**REQUIREMENT A**: In the passage on the Knox murder case, what was found in Rudy Guede's backpack at the nursery school the week before the murder?
**REQUIREMENT B**: Write a continuation of the passage on the Knox murder case, picking up after its final sentence.

**PASSAGE**:
Americans understand that the Knoxes woke up one day to find television trucks parked outside their houses and had to figure out what to do. The family kept silent just long enough for the journalists in Europe, led by the British pack, to scour the Internet for leads. They found Knox's Web page, on which she had posted exercises in short-story writing, one of which involved a rape and self-cutting. It was not difficult then to create the Foxy Knoxy persona, a perfect fit for the prosecution's sensationalist theories.
Italy's response to the Knox phenomenon says more about gender politics and media culture circa 2009 than about whatever happened in the house on the edge of Perugia's picturesque centro district the night after Halloween 2007.
One of the strangest aspects of the case was the way the Italian prosecutor, journalists and the Italian public seemed resistant to the simplest explanation of the crime: a robbery gone wrong, committed by the man already convicted of the murder, Rudy Guede, who was born in Ivory Coast and eventually raised by a Perugia family. Almost two years after the murder, I was only the second journalist out of a pack of dozens to go to Milan to follow an important thread on Guede, the third person--after Knox and her Italian ex-boyfriend Raffaele Sollecito--convicted of murder in the case and now serving a 16-year sentence. I spoke to the owner of a nursery school where, the week before the murder, Guede was found with a knife and a computer stolen from a Perugia law office in his backpack. The police took the knife and computer and let him go.

Shape annotation records:
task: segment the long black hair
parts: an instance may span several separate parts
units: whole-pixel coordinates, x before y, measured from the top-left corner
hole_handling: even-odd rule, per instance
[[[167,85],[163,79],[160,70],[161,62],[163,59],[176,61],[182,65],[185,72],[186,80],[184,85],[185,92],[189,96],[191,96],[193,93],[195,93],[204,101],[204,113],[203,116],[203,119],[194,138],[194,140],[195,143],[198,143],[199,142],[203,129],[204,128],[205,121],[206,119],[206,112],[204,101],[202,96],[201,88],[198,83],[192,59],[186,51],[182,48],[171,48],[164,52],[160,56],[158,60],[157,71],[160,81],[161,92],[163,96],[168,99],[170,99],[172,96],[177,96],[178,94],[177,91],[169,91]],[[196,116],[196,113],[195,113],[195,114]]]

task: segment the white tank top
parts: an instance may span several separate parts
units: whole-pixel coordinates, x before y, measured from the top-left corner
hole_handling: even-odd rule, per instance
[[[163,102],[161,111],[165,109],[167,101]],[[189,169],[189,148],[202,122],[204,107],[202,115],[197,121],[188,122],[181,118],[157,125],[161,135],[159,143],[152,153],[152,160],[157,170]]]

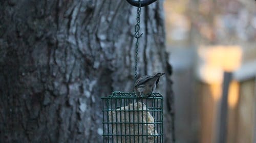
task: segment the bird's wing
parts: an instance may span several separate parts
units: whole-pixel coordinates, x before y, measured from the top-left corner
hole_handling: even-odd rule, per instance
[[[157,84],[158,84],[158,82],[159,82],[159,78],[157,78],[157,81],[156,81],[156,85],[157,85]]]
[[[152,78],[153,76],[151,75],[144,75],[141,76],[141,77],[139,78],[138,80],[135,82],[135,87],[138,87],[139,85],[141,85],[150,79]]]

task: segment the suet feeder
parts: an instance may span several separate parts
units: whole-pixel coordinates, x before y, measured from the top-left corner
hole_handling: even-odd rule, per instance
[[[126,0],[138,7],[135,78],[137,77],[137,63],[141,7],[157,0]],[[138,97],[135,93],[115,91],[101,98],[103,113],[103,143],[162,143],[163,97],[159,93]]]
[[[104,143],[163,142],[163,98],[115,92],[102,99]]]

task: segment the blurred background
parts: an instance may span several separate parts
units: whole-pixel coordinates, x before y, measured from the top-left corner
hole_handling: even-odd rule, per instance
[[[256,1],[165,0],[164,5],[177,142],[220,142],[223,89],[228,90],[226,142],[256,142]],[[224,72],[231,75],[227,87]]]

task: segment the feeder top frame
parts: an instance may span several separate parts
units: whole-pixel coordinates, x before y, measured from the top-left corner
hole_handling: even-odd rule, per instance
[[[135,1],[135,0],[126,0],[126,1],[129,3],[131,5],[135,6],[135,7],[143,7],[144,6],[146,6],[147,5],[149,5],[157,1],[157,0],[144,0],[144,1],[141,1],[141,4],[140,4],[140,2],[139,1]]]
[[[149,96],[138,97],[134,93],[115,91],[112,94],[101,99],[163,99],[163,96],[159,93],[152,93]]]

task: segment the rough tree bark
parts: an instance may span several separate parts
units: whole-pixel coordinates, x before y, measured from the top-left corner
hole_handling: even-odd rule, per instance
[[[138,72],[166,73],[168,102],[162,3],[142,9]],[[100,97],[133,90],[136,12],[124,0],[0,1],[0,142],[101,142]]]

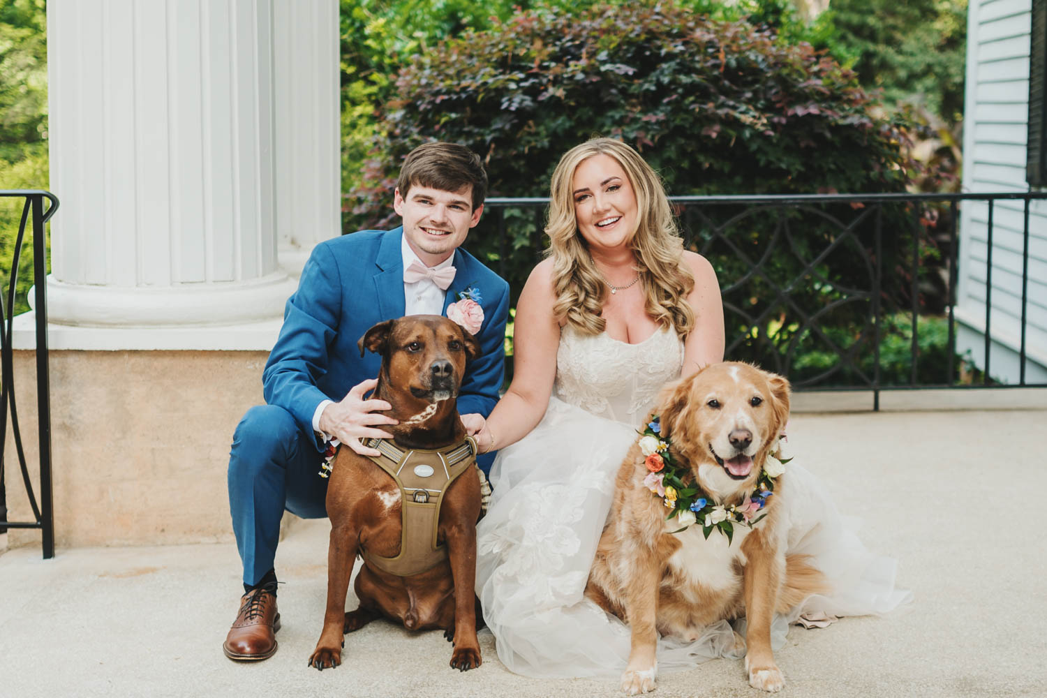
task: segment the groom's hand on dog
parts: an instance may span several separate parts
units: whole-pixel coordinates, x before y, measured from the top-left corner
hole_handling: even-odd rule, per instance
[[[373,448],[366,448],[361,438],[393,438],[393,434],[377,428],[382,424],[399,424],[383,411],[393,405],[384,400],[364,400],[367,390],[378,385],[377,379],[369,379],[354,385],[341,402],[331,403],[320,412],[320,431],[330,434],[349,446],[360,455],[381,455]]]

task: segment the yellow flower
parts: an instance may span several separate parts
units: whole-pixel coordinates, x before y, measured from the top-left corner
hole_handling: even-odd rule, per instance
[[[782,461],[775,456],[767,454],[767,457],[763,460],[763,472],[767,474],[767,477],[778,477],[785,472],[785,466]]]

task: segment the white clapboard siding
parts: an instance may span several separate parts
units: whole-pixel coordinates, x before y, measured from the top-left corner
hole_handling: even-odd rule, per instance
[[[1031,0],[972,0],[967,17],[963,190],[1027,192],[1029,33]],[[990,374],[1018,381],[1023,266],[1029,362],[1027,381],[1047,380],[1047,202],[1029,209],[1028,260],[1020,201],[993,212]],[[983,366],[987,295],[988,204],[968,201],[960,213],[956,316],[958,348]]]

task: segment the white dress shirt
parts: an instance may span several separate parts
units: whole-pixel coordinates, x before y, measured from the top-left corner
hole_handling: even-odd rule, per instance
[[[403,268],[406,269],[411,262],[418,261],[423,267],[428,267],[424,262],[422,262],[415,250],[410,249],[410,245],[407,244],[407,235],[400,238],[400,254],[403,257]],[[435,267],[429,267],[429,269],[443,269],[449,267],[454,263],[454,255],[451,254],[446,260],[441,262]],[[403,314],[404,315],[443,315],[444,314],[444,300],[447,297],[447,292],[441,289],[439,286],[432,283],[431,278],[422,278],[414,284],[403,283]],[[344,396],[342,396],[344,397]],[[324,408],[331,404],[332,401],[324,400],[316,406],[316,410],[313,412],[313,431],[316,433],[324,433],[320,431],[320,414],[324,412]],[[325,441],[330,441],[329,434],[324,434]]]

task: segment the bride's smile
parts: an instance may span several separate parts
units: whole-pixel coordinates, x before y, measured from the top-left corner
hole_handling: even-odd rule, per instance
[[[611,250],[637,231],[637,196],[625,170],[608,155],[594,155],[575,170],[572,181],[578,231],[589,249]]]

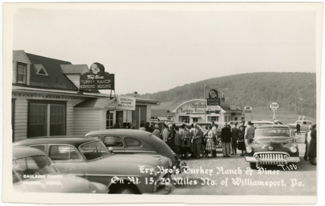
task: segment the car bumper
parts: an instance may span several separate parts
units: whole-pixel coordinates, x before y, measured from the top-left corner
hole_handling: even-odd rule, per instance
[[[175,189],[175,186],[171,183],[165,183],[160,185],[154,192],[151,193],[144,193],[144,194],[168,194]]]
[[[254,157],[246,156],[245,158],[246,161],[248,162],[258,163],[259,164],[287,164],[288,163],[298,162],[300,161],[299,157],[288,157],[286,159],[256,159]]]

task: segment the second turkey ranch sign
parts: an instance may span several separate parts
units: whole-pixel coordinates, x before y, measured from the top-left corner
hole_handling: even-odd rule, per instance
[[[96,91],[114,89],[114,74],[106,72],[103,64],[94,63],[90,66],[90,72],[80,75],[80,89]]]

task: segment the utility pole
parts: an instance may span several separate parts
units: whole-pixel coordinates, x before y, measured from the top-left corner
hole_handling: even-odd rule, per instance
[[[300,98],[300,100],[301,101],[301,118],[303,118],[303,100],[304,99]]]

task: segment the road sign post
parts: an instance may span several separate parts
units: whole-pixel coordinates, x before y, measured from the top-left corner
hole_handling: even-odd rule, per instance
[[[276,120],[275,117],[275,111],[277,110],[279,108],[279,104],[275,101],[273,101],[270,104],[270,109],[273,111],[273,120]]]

--

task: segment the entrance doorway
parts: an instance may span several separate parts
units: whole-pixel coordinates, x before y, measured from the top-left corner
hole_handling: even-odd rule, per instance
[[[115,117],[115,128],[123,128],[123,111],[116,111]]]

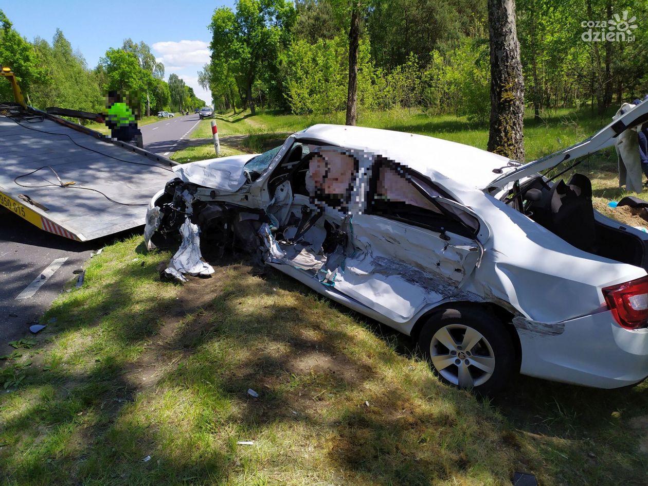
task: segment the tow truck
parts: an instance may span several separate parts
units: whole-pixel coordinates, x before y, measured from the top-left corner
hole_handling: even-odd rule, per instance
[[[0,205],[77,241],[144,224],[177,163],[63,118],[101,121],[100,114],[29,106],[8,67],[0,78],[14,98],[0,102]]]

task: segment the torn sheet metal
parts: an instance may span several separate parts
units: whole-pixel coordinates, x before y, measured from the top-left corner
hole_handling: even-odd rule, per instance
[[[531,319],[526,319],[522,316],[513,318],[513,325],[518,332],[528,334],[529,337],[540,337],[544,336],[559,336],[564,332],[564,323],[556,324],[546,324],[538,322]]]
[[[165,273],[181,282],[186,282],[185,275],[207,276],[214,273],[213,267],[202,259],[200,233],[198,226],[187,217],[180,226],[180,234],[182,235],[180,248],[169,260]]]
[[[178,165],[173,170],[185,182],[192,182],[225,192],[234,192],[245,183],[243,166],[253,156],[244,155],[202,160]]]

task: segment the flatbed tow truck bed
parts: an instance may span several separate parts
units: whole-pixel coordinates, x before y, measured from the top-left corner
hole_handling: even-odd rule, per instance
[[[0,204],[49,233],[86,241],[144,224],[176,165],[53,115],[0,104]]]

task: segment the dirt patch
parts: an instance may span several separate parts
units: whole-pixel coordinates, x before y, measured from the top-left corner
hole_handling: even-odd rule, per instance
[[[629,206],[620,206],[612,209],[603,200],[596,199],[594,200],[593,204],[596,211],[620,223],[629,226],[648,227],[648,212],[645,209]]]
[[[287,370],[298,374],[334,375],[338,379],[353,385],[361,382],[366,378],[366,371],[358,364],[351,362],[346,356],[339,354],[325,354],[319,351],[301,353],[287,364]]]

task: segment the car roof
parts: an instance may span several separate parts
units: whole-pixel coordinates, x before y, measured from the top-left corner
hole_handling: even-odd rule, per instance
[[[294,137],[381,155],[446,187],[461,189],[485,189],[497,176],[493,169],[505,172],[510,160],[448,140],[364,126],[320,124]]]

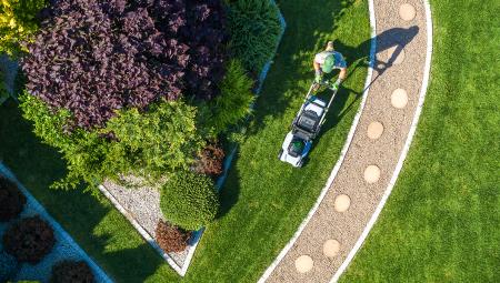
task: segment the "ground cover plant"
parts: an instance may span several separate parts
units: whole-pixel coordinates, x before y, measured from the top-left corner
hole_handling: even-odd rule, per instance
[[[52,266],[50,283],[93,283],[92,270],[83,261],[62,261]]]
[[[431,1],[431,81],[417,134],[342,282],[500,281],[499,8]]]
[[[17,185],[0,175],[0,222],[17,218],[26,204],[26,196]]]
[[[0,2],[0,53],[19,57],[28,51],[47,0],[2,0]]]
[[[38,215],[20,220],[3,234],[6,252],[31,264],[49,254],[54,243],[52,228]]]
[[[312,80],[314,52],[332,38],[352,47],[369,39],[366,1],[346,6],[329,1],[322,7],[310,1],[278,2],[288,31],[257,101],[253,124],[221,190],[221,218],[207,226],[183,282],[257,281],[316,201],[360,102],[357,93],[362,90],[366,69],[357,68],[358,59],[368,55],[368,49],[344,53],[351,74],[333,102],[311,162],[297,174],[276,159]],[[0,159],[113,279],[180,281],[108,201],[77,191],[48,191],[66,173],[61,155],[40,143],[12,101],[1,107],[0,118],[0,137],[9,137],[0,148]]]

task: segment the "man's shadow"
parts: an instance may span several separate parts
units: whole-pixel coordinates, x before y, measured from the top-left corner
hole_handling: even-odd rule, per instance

**RIGHT ANSWER A**: A knife and a computer stolen from a Perugia law office.

**RIGHT ANSWER B**:
No one had ever put much effort into trying to understand this young man's troubled psyche, his sleepwalking, his fugue states, let alone understand how the crime scene at the house resembled other episodes involving Guede. Instead he was treated as though invisible--a reflection perhaps of Italy's attitude in general toward immigrants.
Even after Guede's conviction, prosecutors and the public believed that Knox and Sollecito (whose conviction was overturned with hers) took part in the murder with him. The Italian affinity for conspiracy theories didn't help. Dietrology--literally behind-ology--is a national intellectual sport that examines controversies and sees plots everywhere. When I met Giuliano Mignini, the prosecutor in the case, to talk about the Kercher murder, he often preferred to talk about a broader conspiracy involving Masons and Florentine judges. In one interview he lectured me about the naivet of Americans who don't believe Kennedy assassination conspiracies. "Why do they call it a conspiracy theory?" Mignini asked. "Why are they called conspiracy theories? Caesar was killed by more than 20 senators. Is that a conspiracy theory? It's normal that people work together."